> [Aim of the task]
Provide the number of lines in the material containing the word "tree", with nothing added.

*** Opening of Records provided ***

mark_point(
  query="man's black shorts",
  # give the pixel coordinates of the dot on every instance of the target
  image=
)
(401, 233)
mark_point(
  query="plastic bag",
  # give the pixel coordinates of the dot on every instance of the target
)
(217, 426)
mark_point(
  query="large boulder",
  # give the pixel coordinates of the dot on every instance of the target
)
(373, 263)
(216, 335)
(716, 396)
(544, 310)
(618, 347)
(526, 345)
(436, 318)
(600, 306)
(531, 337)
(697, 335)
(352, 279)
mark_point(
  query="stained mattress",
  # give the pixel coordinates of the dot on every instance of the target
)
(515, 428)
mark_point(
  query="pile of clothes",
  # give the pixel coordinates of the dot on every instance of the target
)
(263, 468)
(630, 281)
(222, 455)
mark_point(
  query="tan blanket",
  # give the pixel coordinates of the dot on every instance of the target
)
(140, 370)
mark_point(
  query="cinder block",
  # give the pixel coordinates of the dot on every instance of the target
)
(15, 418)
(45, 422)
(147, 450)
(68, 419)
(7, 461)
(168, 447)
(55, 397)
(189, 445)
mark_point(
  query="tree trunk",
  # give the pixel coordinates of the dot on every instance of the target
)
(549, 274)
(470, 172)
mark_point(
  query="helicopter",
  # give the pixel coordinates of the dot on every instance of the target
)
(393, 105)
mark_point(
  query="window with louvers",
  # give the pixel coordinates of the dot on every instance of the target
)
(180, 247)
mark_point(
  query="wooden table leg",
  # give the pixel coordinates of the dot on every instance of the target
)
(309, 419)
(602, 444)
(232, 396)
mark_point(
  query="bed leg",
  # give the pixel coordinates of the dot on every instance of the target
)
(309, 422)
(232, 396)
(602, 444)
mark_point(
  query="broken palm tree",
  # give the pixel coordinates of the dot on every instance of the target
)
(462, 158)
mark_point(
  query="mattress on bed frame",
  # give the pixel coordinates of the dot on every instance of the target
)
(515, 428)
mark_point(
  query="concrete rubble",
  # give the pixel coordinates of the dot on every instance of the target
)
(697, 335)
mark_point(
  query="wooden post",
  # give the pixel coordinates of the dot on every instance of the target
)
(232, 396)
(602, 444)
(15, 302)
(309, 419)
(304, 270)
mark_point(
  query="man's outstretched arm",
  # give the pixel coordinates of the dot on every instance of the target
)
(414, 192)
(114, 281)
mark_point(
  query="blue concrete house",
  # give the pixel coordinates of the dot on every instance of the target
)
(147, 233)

*** Close of Records provided ***
*** Opening of Records provided ***

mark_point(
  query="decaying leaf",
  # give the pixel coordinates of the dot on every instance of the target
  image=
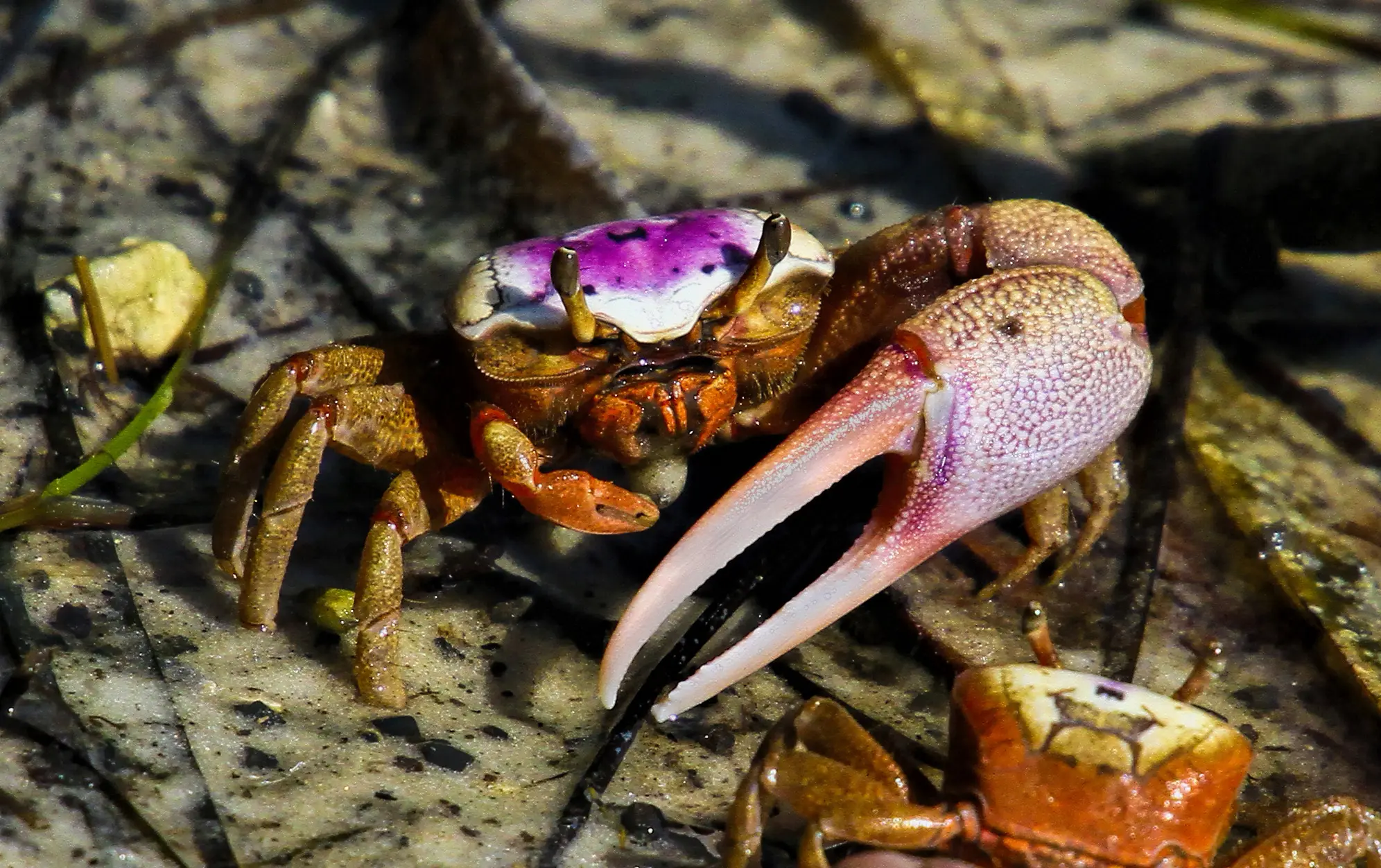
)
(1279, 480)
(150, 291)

*** Close of Records provided ***

> [Expected answer]
2